Records contained in a dataset

= Beginning of Section =

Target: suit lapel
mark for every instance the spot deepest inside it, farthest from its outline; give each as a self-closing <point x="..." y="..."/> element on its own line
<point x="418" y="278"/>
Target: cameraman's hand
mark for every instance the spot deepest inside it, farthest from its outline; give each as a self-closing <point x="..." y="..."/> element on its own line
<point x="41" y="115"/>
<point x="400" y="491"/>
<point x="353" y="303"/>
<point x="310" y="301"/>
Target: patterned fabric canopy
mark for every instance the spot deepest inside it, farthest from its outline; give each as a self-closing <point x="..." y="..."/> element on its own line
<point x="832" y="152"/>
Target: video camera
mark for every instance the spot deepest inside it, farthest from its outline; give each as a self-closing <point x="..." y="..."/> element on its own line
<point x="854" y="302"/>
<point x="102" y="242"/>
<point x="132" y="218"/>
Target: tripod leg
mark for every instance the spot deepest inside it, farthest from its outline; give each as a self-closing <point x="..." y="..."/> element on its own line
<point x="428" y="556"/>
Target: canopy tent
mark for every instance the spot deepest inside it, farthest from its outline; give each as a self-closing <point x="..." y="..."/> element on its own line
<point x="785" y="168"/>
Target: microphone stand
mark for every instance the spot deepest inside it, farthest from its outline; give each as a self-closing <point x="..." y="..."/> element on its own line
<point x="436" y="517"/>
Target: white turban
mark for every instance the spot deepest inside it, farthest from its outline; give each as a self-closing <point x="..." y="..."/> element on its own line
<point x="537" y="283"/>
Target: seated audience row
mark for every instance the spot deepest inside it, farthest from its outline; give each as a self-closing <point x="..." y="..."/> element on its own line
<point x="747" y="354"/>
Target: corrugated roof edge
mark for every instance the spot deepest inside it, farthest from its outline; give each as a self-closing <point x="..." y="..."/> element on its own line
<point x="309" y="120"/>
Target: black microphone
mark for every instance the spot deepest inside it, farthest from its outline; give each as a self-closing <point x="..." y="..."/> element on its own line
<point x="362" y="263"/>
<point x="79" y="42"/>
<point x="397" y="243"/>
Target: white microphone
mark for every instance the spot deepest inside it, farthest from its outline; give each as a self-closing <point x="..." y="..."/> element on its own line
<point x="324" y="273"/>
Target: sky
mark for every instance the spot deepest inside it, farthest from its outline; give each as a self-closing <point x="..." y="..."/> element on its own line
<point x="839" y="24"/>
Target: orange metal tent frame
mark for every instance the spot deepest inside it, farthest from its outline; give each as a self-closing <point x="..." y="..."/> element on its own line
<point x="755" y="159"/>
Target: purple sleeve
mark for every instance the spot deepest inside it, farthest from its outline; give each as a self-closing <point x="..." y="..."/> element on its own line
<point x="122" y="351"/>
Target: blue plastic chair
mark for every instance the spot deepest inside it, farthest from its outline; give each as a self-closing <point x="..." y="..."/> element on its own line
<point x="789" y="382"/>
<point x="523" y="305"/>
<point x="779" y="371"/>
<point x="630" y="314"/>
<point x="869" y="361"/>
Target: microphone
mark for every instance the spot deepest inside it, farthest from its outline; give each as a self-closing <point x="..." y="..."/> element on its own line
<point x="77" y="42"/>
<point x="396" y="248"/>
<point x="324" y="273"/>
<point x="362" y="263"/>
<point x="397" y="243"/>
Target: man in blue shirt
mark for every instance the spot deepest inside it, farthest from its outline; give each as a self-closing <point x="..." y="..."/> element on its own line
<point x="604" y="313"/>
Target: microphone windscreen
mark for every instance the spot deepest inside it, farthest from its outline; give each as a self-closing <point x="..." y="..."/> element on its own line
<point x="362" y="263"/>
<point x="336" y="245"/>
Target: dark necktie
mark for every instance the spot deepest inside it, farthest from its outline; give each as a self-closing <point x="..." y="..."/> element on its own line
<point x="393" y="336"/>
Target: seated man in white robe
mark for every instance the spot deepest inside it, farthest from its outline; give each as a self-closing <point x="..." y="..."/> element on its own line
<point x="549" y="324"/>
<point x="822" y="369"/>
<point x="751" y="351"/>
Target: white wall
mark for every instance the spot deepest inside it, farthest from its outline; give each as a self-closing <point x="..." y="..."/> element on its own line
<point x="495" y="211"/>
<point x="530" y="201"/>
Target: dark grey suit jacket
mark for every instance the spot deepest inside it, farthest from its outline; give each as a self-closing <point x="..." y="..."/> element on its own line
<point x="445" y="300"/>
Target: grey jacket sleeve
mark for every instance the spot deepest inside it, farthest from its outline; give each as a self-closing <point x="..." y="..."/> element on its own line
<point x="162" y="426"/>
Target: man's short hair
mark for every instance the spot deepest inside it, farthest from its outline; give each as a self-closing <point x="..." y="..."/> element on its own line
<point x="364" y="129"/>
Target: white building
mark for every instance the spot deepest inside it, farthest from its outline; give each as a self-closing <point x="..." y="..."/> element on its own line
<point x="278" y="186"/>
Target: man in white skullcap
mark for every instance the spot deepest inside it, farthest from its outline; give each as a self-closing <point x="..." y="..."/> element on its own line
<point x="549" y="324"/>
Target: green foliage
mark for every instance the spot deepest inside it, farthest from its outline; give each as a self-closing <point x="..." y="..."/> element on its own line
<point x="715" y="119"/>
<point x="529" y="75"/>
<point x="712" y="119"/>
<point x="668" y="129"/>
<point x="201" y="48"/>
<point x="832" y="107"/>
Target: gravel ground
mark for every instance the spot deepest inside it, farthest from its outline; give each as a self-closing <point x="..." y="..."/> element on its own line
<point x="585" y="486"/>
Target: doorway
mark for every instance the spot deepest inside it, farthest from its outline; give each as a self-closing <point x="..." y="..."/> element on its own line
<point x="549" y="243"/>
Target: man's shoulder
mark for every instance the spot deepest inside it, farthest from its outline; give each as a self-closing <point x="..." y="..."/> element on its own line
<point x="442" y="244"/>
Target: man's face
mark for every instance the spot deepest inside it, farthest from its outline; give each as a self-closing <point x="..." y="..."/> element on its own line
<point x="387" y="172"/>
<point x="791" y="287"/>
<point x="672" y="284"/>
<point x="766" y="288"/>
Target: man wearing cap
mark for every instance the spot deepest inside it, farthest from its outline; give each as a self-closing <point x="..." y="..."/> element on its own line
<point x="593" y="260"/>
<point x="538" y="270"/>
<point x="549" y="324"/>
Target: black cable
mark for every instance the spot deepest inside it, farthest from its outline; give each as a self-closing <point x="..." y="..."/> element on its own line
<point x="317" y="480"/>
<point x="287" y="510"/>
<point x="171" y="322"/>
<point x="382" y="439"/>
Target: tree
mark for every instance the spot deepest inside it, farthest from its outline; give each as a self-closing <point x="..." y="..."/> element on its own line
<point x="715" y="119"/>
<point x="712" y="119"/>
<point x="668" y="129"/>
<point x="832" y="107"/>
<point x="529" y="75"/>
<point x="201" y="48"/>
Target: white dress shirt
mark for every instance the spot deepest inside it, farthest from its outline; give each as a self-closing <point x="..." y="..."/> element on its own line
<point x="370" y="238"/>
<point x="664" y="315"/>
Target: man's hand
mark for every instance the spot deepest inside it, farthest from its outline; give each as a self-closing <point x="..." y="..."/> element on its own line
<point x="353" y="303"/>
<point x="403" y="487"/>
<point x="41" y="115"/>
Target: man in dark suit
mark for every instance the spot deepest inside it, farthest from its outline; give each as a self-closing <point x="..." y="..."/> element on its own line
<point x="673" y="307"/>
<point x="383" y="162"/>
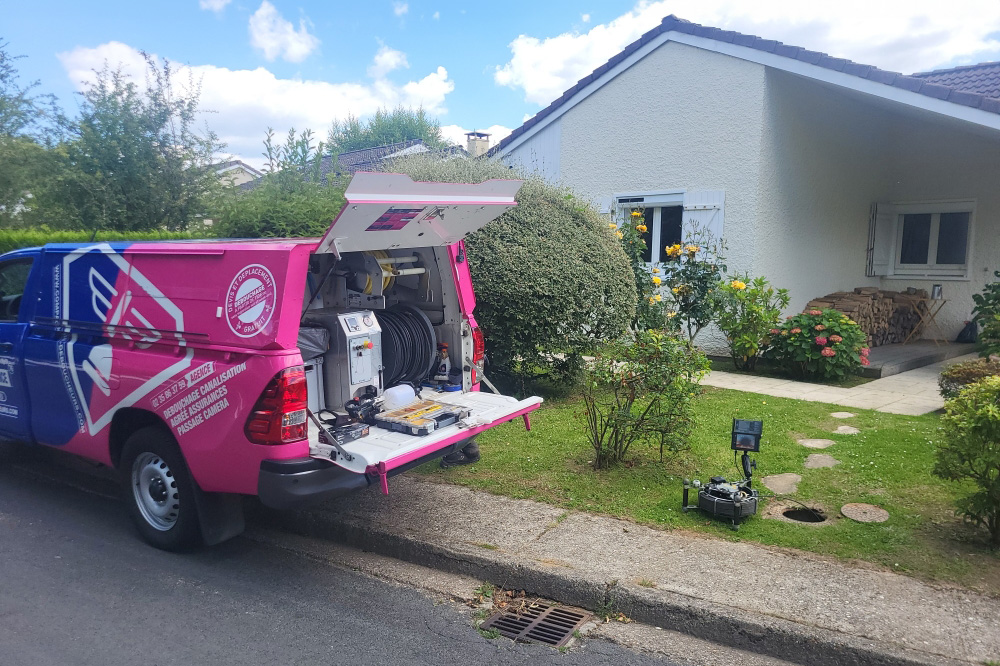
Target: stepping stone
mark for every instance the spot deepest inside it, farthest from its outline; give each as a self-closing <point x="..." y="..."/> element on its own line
<point x="816" y="443"/>
<point x="782" y="484"/>
<point x="865" y="513"/>
<point x="818" y="460"/>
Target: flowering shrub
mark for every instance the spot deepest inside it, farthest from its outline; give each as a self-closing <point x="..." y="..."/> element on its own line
<point x="818" y="343"/>
<point x="691" y="274"/>
<point x="971" y="450"/>
<point x="641" y="390"/>
<point x="748" y="310"/>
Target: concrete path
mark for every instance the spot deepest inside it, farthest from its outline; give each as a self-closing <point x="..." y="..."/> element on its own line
<point x="912" y="392"/>
<point x="792" y="606"/>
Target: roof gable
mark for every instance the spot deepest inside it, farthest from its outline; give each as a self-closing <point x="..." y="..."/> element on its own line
<point x="814" y="64"/>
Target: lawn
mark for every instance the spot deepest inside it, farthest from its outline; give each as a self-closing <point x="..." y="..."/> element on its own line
<point x="888" y="464"/>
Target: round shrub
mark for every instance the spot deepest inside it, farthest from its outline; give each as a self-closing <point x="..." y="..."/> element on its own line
<point x="971" y="451"/>
<point x="824" y="344"/>
<point x="551" y="278"/>
<point x="956" y="377"/>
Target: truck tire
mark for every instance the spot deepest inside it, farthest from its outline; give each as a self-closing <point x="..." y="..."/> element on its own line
<point x="159" y="490"/>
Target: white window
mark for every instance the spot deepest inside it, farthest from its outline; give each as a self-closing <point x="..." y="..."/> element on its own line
<point x="669" y="212"/>
<point x="932" y="239"/>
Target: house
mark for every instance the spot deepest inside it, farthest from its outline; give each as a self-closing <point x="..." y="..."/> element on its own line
<point x="822" y="174"/>
<point x="235" y="172"/>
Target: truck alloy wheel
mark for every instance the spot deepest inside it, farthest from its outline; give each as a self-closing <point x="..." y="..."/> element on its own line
<point x="159" y="490"/>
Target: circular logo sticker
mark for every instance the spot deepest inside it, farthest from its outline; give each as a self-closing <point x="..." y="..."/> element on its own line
<point x="250" y="301"/>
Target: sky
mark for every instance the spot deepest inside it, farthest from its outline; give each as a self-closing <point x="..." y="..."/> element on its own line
<point x="484" y="66"/>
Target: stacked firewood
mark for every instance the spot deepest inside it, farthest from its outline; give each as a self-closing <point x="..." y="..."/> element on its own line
<point x="886" y="316"/>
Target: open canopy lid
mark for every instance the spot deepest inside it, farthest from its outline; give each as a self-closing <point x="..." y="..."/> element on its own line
<point x="389" y="210"/>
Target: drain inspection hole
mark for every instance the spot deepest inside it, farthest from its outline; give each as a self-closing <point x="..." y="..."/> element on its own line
<point x="804" y="515"/>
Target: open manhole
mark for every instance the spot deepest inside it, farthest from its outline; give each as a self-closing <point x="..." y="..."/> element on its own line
<point x="803" y="514"/>
<point x="544" y="623"/>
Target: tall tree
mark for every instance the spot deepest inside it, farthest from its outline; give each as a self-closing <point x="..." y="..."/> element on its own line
<point x="383" y="128"/>
<point x="137" y="159"/>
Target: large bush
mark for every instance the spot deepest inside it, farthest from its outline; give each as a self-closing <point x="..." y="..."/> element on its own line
<point x="971" y="451"/>
<point x="956" y="377"/>
<point x="551" y="278"/>
<point x="640" y="391"/>
<point x="13" y="239"/>
<point x="987" y="314"/>
<point x="747" y="311"/>
<point x="824" y="344"/>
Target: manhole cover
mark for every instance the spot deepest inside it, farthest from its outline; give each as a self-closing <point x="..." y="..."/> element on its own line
<point x="865" y="513"/>
<point x="552" y="625"/>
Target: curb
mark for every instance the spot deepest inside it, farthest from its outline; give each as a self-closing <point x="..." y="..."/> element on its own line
<point x="729" y="626"/>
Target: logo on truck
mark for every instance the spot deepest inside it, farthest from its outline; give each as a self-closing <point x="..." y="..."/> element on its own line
<point x="101" y="287"/>
<point x="250" y="301"/>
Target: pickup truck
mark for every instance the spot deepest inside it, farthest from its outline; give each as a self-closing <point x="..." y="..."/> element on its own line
<point x="207" y="371"/>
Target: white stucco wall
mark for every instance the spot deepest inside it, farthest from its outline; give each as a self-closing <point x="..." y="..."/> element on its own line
<point x="824" y="162"/>
<point x="932" y="160"/>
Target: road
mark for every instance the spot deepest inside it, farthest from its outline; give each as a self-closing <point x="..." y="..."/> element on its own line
<point x="78" y="587"/>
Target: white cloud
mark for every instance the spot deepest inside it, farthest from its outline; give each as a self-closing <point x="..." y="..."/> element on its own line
<point x="244" y="103"/>
<point x="907" y="36"/>
<point x="275" y="36"/>
<point x="214" y="5"/>
<point x="456" y="134"/>
<point x="386" y="60"/>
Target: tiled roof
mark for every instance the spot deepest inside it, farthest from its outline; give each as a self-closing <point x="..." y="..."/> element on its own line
<point x="983" y="79"/>
<point x="974" y="99"/>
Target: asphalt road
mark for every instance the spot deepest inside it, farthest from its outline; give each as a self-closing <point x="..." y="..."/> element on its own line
<point x="78" y="587"/>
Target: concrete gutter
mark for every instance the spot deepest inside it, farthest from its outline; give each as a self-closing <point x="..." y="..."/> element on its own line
<point x="790" y="606"/>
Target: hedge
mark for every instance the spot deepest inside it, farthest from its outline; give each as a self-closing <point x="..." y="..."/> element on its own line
<point x="13" y="239"/>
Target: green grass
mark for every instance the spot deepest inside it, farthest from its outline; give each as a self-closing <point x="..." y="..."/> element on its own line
<point x="765" y="369"/>
<point x="889" y="464"/>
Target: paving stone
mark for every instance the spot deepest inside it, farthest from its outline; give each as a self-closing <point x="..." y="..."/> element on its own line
<point x="816" y="443"/>
<point x="865" y="513"/>
<point x="818" y="460"/>
<point x="782" y="484"/>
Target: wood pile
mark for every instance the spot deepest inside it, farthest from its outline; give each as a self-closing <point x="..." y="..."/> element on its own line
<point x="886" y="316"/>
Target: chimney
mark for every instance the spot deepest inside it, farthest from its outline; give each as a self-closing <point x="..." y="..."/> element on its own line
<point x="477" y="143"/>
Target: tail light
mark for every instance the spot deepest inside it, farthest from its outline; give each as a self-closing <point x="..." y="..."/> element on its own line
<point x="478" y="351"/>
<point x="279" y="417"/>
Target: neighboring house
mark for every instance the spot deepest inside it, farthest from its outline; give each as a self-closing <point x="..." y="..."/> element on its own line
<point x="236" y="172"/>
<point x="822" y="174"/>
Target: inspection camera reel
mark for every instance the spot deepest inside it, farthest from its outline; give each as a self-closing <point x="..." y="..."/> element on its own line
<point x="738" y="499"/>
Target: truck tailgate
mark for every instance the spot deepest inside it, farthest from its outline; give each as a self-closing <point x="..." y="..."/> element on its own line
<point x="395" y="449"/>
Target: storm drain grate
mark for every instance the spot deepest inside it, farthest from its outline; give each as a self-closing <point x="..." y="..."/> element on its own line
<point x="552" y="625"/>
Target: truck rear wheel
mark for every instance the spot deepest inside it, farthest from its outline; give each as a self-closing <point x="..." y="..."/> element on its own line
<point x="159" y="490"/>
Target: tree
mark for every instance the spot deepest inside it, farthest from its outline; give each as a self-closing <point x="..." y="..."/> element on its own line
<point x="136" y="160"/>
<point x="29" y="124"/>
<point x="385" y="127"/>
<point x="292" y="199"/>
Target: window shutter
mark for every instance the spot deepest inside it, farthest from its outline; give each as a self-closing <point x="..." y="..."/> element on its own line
<point x="881" y="235"/>
<point x="706" y="209"/>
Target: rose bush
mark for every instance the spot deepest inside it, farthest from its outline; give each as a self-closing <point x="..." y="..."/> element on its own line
<point x="824" y="344"/>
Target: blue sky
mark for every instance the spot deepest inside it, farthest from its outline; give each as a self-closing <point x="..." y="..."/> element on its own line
<point x="484" y="66"/>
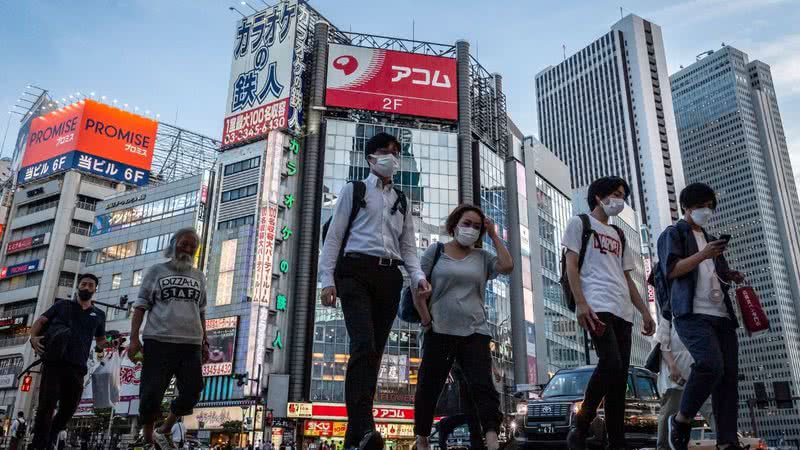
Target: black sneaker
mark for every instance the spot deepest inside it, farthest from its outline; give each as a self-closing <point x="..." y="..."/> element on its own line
<point x="678" y="434"/>
<point x="371" y="441"/>
<point x="576" y="439"/>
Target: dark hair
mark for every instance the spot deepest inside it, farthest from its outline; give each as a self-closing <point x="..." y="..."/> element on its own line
<point x="697" y="194"/>
<point x="89" y="276"/>
<point x="455" y="217"/>
<point x="603" y="187"/>
<point x="379" y="141"/>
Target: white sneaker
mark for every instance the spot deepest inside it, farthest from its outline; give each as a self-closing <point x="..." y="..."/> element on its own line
<point x="491" y="440"/>
<point x="163" y="441"/>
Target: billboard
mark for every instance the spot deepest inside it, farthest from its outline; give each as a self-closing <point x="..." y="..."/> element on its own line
<point x="91" y="137"/>
<point x="222" y="345"/>
<point x="390" y="81"/>
<point x="261" y="74"/>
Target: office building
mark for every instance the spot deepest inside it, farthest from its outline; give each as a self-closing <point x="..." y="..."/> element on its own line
<point x="732" y="138"/>
<point x="607" y="110"/>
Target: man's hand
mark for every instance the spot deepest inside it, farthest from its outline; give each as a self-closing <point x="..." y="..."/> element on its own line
<point x="675" y="373"/>
<point x="36" y="343"/>
<point x="713" y="249"/>
<point x="134" y="349"/>
<point x="328" y="296"/>
<point x="649" y="325"/>
<point x="424" y="289"/>
<point x="586" y="317"/>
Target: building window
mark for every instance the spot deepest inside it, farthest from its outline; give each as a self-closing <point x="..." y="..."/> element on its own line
<point x="227" y="265"/>
<point x="137" y="277"/>
<point x="116" y="281"/>
<point x="242" y="192"/>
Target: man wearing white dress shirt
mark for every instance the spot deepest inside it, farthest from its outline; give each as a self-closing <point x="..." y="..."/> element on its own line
<point x="360" y="264"/>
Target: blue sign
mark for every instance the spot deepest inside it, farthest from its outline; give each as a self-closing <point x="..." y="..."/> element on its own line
<point x="87" y="163"/>
<point x="19" y="269"/>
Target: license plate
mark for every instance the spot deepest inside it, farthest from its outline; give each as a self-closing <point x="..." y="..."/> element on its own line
<point x="547" y="428"/>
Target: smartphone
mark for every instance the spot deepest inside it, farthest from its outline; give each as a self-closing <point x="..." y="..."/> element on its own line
<point x="599" y="328"/>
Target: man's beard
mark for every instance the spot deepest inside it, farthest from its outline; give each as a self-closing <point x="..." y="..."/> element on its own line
<point x="183" y="262"/>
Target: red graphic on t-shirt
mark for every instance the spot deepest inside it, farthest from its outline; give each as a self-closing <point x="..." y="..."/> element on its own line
<point x="607" y="244"/>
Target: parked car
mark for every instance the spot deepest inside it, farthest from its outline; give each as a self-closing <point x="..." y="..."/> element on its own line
<point x="703" y="438"/>
<point x="549" y="418"/>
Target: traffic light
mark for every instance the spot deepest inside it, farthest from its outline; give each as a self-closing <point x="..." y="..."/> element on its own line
<point x="25" y="386"/>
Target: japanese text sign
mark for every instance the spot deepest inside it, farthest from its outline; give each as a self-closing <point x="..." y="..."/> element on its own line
<point x="393" y="82"/>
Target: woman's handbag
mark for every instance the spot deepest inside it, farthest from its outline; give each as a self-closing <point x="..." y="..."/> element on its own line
<point x="653" y="363"/>
<point x="753" y="314"/>
<point x="407" y="311"/>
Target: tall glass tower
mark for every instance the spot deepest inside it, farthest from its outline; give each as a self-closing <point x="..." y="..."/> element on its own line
<point x="732" y="138"/>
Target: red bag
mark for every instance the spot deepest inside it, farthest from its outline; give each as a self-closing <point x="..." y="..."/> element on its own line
<point x="755" y="319"/>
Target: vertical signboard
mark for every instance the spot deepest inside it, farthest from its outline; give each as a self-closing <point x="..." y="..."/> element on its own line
<point x="261" y="74"/>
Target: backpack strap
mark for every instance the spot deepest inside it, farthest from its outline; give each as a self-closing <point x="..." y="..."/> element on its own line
<point x="401" y="203"/>
<point x="359" y="193"/>
<point x="585" y="236"/>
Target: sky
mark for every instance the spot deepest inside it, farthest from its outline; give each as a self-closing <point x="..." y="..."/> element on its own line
<point x="172" y="57"/>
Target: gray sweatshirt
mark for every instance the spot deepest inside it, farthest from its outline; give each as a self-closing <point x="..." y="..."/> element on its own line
<point x="174" y="302"/>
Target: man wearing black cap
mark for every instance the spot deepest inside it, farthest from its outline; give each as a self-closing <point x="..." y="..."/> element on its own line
<point x="69" y="327"/>
<point x="360" y="264"/>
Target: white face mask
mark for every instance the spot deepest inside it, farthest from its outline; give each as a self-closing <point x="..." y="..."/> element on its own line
<point x="467" y="236"/>
<point x="384" y="165"/>
<point x="701" y="216"/>
<point x="614" y="206"/>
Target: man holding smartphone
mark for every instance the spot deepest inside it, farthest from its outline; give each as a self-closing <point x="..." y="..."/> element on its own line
<point x="605" y="297"/>
<point x="703" y="316"/>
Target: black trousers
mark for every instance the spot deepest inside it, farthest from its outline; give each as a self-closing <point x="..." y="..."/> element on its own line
<point x="162" y="361"/>
<point x="61" y="385"/>
<point x="610" y="378"/>
<point x="473" y="355"/>
<point x="370" y="296"/>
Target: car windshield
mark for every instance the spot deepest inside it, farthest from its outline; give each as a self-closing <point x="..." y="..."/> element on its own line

= End of Section =

### WHAT TO PRODUCE
Find the string "stone" in the entries above and return each line that holds it.

### ANSWER FOR THIS EXERCISE
Target: stepping stone
Target: paving stone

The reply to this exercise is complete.